YOUR TASK:
Rewrite every line of the records below as a single numbered list. Skip any blank lines and leave out the pictures.

INFORMATION GIVEN:
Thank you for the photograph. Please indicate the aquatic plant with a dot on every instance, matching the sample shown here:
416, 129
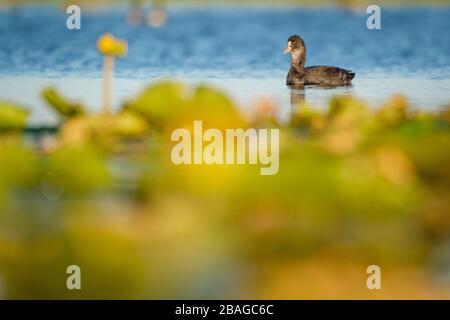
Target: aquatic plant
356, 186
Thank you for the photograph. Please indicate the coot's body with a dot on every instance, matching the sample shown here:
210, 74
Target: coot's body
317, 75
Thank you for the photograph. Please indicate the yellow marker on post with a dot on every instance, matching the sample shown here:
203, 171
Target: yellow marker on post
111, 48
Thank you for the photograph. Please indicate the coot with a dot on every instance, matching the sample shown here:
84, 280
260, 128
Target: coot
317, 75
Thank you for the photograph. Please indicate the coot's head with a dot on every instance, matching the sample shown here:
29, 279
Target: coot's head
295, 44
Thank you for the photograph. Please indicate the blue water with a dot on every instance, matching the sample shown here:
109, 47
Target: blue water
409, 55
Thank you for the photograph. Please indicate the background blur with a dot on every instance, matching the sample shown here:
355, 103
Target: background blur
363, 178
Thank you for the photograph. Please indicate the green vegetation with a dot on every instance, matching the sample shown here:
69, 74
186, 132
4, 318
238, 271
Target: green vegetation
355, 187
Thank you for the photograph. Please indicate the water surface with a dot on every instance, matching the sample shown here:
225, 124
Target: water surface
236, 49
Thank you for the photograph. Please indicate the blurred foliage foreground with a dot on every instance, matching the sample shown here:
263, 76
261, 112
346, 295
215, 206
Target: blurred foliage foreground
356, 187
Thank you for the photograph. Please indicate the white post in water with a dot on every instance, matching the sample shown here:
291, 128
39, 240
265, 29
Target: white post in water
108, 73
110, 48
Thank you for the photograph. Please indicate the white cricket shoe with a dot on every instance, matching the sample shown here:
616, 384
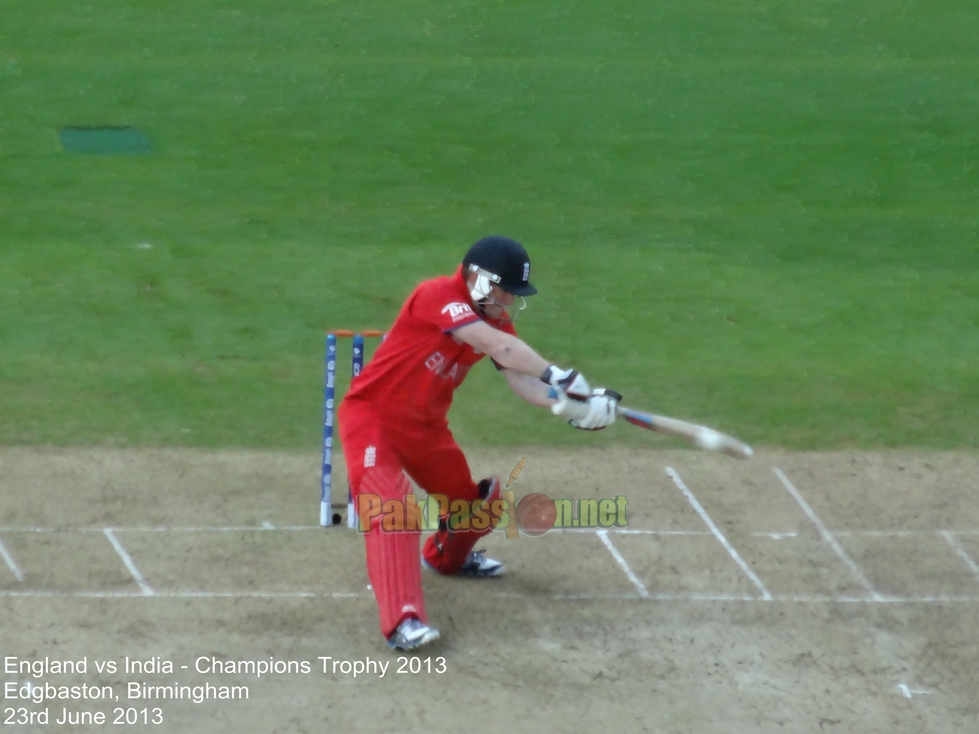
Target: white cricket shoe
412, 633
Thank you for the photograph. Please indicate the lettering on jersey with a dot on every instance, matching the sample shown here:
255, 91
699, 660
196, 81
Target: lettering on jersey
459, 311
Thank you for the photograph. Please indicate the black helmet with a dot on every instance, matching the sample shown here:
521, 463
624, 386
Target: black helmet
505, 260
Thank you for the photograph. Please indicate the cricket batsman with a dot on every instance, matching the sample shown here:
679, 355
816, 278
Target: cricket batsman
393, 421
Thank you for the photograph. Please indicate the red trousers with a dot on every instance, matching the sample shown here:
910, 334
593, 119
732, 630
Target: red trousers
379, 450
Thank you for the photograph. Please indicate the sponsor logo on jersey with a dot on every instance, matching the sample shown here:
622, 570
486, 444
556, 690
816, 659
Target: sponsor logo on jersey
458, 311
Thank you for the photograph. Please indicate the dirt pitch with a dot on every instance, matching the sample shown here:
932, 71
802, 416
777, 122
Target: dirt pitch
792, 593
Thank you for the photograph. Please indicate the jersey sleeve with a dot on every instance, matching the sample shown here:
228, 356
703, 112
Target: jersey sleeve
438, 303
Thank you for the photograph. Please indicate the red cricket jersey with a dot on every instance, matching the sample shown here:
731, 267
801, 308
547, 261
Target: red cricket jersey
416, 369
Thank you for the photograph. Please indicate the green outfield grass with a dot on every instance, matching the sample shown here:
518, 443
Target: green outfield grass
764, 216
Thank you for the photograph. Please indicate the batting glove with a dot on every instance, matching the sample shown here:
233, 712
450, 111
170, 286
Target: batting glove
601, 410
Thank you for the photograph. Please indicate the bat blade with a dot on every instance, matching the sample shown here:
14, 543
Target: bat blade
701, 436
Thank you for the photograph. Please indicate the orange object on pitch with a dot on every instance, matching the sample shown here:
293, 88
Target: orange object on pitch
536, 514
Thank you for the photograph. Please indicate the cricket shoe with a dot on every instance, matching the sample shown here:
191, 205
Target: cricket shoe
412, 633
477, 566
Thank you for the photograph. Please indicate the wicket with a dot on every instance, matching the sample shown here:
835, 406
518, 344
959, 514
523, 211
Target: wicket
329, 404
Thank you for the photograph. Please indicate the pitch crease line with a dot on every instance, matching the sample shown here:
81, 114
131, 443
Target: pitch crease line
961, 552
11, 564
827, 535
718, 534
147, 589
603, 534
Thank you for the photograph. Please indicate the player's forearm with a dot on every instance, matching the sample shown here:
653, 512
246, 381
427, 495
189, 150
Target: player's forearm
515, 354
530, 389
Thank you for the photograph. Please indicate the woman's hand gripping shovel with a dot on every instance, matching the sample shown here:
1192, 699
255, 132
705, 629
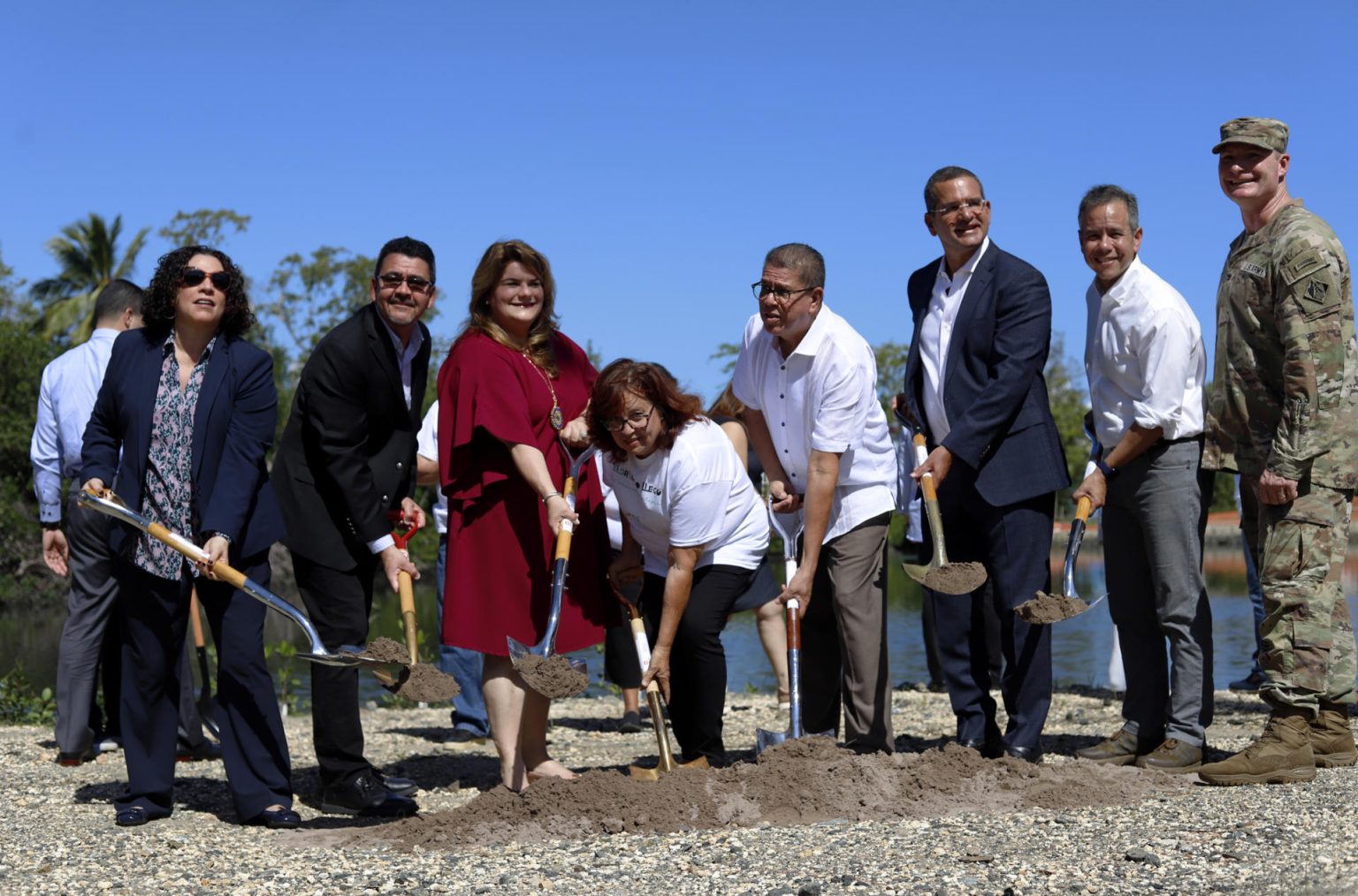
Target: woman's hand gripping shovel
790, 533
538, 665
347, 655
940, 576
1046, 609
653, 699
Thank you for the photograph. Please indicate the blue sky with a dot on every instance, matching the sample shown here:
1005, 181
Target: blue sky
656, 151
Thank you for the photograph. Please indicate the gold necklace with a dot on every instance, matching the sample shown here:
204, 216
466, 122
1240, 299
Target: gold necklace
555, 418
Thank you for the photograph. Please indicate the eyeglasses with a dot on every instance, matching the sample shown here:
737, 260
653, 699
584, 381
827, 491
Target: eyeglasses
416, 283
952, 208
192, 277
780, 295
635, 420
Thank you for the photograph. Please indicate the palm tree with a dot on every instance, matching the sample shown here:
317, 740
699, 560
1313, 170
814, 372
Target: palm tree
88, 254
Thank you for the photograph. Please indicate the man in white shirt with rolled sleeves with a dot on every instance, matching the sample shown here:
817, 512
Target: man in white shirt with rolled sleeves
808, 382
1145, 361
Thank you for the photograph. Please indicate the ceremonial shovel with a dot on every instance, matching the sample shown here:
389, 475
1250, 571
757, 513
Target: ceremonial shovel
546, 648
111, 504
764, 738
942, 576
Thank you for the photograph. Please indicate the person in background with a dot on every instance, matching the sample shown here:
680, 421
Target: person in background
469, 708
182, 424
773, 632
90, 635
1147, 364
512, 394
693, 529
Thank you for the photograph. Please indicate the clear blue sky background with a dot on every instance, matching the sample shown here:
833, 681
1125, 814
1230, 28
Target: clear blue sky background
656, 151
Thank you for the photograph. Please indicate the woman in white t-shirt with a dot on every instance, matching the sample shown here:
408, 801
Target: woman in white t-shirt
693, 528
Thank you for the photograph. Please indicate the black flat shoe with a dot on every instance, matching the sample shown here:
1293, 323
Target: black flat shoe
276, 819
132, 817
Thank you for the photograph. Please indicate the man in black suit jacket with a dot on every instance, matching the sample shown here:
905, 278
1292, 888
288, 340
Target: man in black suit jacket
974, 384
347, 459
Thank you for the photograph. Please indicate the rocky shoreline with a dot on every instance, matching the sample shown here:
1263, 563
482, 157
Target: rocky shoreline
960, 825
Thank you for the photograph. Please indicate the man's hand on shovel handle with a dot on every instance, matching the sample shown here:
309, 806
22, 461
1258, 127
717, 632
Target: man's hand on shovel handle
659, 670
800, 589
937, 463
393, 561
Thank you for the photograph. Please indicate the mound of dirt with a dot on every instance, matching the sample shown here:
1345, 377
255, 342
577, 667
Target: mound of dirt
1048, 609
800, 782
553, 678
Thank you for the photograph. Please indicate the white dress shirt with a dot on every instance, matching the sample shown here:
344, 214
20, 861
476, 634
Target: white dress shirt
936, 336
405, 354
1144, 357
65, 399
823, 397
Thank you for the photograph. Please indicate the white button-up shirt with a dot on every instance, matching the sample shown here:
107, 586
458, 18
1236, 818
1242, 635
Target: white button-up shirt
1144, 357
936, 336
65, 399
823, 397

EXPECTED ANSWER:
1. Thank you for the photograph. Please indicate the aquatic plant with a dot on every instance, matching the sample shown here:
2. 416, 129
3. Target: aquatic plant
4. 356, 186
5. Thank you for the photograph. Please indicate the coot's body with a dot on every instance, matching the sample shown here:
6. 210, 74
7. Target: coot's body
8. 317, 75
9. Thank you for the photograph. Please indicate the yellow marker on post with a dot on every instance, matching the sample shown here:
10. 203, 171
11. Target: yellow marker on post
12. 111, 48
13. Thank you for the photograph. Please indicate the coot with a dot on every instance, matching the sample shown here:
14. 84, 280
15. 260, 128
16. Target: coot
17. 317, 75
18. Thank you for the photograph. Please indicate the coot's head with a dot on every instance, matching the sample shown here:
19. 29, 279
20. Target: coot's head
21. 295, 44
22. Thank you for the photograph. Please indicate the blue water with a dot on every instance, matching the sample shown here:
23. 109, 47
24. Target: blue water
25. 409, 55
26. Thank you for the photograph. Please indicate the background blur with a dot on every instance, matching the sample shown here:
27. 355, 103
28. Target: background blur
29. 363, 178
30. Thank you for the photograph. Please indicate the green vegetation with a dot on every instance, matching the sample shown here:
31. 69, 74
32. 186, 132
33. 4, 318
34. 238, 271
35. Target: green vegetation
36. 355, 187
37. Thank you for the photograph. Please indicate the water surface with a dot on every instance, matching the sample shown here:
38. 225, 124
39. Target: water surface
40. 236, 49
41. Thank you for the photograph. Please indicate the blurred foliage foreground with a dot on every instance, matching the sample shown here:
42. 263, 76
43. 261, 112
44. 346, 295
45. 215, 206
46. Target: blurred foliage foreground
47. 356, 187
48. Thank you for the photograph. Please indicate the white post in water with a dot on every instance, matching the sample shown here:
49. 291, 128
50. 39, 240
51. 265, 29
52. Target: white post in water
53. 108, 73
54. 110, 48
55. Thank you for the photograph. Please indicate the white cricket shoe with a dot on every instance, matching the sample shown here:
56. 616, 384
57. Target: white cricket shoe
58. 412, 633
59. Thank you for the photograph. Please indicate the lettering on jersey with a dot on every instance, matching the sample shown here:
60. 255, 91
61. 699, 660
62. 196, 81
63. Target: lettering on jersey
64. 459, 311
65. Thank you for the photograph. Please indicate the black helmet with a dot on every instance, matching the sample shown here:
66. 521, 463
67. 624, 386
68. Target: black helmet
69. 505, 260
70. Thank you for the photograph. Please indicate the cricket batsman with a dot on every instance, matching the sample shown here:
71. 679, 355
72. 816, 278
73. Target: cricket batsman
74. 393, 421
75. Thank you for the photograph. Please indicate the red trousers with a dot on every instance, matching the sample shown here:
76. 910, 334
77. 593, 119
78. 732, 630
79. Target: red trousers
80. 379, 450
81. Thank you for the photograph. Please indicate the sponsor logo on jersey with a dot on every instance, matching the sample shown here:
82. 622, 570
83. 486, 444
84. 556, 690
85. 816, 659
86. Target: sponsor logo on jersey
87. 458, 311
88. Thank you for the photograph. Please indicate the dirt pitch with a dot on every instance, matching the sample shown here:
89. 932, 71
90. 802, 416
91. 777, 122
92. Target: dirt pitch
93. 792, 593
94. Thank you for the photograph. Please indicate the jersey sleeve with a dot on every instance, matching the sample shown here:
95. 228, 356
96. 703, 112
97. Target: jersey sleeve
98. 438, 303
99. Thank you for the photograph. Please indicate the red cricket jersey with a dot on every instance, matching the sample shown here:
100. 731, 267
101. 801, 308
102. 547, 261
103. Target: red cricket jersey
104. 416, 369
105. Thank you for the photograph. Please indicate the green outfield grass with a dot on every instance, matching the sample shown here:
106. 518, 443
107. Target: green outfield grass
108. 764, 216
109. Thank you for the photograph. Please indicate the batting glove with a dot on every instance, matching the sample shown here:
110. 233, 712
111. 450, 111
112. 170, 286
113. Target: batting glove
114. 601, 410
115. Thank you for the photograph. Please indicate the bat blade with a dot on every instance, matching the sample shown here:
116. 14, 543
117. Target: bat blade
118. 701, 436
119. Thank you for the photograph. Please indicate the orange object on pitch with a dot on every instance, matching the sample shown here:
120. 293, 88
121. Target: orange object on pitch
122. 536, 514
123. Thank you for the photograph. Please indicate the cricket shoe with a dot on every instance, matching the sample shown here:
124. 191, 205
125. Target: cricket shoe
126. 412, 633
127. 477, 566
128. Thank you for the photograph. Please indicate the wicket with a dot on every instance, matching the sample shown here:
129. 835, 406
130. 518, 344
131. 959, 514
132. 523, 211
133. Target: wicket
134. 329, 404
135. Thank you for the photograph. Please indicate the pitch crease line with a dot on every instance, matching the sample shown here:
136. 81, 114
137. 131, 443
138. Target: pitch crease line
139. 961, 552
140. 11, 564
141. 827, 535
142. 718, 534
143. 147, 589
144. 603, 534
145. Thank you for the photograph. Please indicate the player's forearm with a dot on every instance, matching the sample shown here:
146. 653, 512
147. 246, 381
148. 427, 495
149. 189, 150
150. Target: player's forearm
151. 515, 354
152. 530, 389
153. Thank you for the photograph. Please indicate the woman's hand gripping shovel with a dot on every instance, matching the sample shown here:
154. 1192, 699
155. 255, 132
156. 705, 629
157. Target: woman's hand gripping shovel
158. 790, 533
159. 538, 665
160. 347, 655
161. 940, 576
162. 1046, 609
163. 653, 699
164. Thank you for the photograph. Please indicate the blue sky with a dot on every instance, matching the sample shown here:
165. 1005, 181
166. Target: blue sky
167. 656, 151
168. Thank you for the photograph. Please indicate the gold necklace with a dot on every instance, matching the sample shown here:
169. 204, 216
170. 466, 122
171. 1240, 299
172. Target: gold necklace
173. 555, 418
174. Thank you for the photograph. Please indicate the eyeglasses with a dot on every instance, matching the sample shown here:
175. 737, 260
176. 653, 699
177. 584, 381
178. 827, 491
179. Target: eyeglasses
180. 416, 283
181. 952, 208
182. 192, 277
183. 780, 295
184. 635, 420
185. Thank you for the photograph. Please indicate the palm tree with a dot on every instance, matching the sample shown here:
186. 317, 740
187. 699, 560
188. 1313, 170
189. 814, 372
190. Target: palm tree
191. 88, 254
192. Thank you for the photograph. Please indicate the man in white shirt with rolled sleeves with a dot on every instance, matching the sample shown here:
193. 817, 512
194. Target: man in white shirt with rolled sleeves
195. 808, 382
196. 1145, 361
197. Thank you for the photograph. Please indicate the ceremonial shovel with a dot on every instance, matching the sample shown here:
198. 389, 475
199. 1250, 571
200. 757, 513
201. Target: ceremonial shovel
202. 546, 648
203. 111, 504
204. 764, 738
205. 942, 576
206. Thank you for the photograph. Please indicate the person in background with a dot on every instance, matching the sample shown here:
207. 680, 421
208. Target: person in background
209. 469, 708
210. 182, 424
211. 773, 632
212. 90, 635
213. 1147, 364
214. 512, 394
215. 693, 529
216. Thank you for the photograph. Please indicate the clear blue sky background with a dot on every instance, matching the sample shown here:
217. 833, 681
218. 1125, 814
219. 1230, 28
220. Target: clear blue sky background
221. 656, 151
222. Thank you for the photograph. Please indicate the woman in white t-shirt with a dot on every instance, matching the sample shown here:
223. 408, 801
224. Target: woman in white t-shirt
225. 693, 528
226. Thank you for the photograph. Please indicate the black flat shoe with a dot on every instance, matching the sample shown here:
227. 1293, 323
228. Target: black flat shoe
229. 276, 819
230. 132, 817
231. Thank you for the photograph. Please indicate the man in black suit jacket with a dot on every instance, matching the sample shown here:
232. 905, 278
233. 1292, 888
234. 288, 340
235. Target: man in black suit jacket
236. 974, 384
237. 347, 459
238. Thank you for the photograph. Please indicate the rocky shoreline with a dot on every instance, matching the sample shown here:
239. 1263, 563
240. 482, 157
241. Target: rocky shoreline
242. 960, 825
243. Thank you for the photograph. Please indicate the man's hand on shovel handle with a dot on every instance, matching the sample shown here:
244. 309, 806
245. 22, 461
246. 1258, 127
247. 717, 632
248. Target: man's hand on shovel handle
249. 659, 670
250. 800, 589
251. 937, 463
252. 393, 561
253. Thank you for the photograph. Please indicate the mound of dirt with a dot on every instance, matching the sample shown here:
254. 1345, 377
255. 255, 342
256. 577, 667
257. Target: mound of dirt
258. 1048, 609
259. 800, 782
260. 553, 678
261. Thank you for the photograph. Please indicate the white dress shirt with a dot on every instance, matching the sample shown here:
262. 344, 214
263. 20, 861
264. 476, 634
265. Target: white dress shirt
266. 936, 336
267. 405, 354
268. 1144, 357
269. 65, 399
270. 823, 397
271. Thank you for the photograph. Please indicate the white button-up shirt with a dot on every instance, matching the sample shown here:
272. 107, 586
273. 458, 18
274. 1236, 818
275. 1242, 635
276. Target: white button-up shirt
277. 1144, 357
278. 936, 336
279. 65, 399
280. 823, 397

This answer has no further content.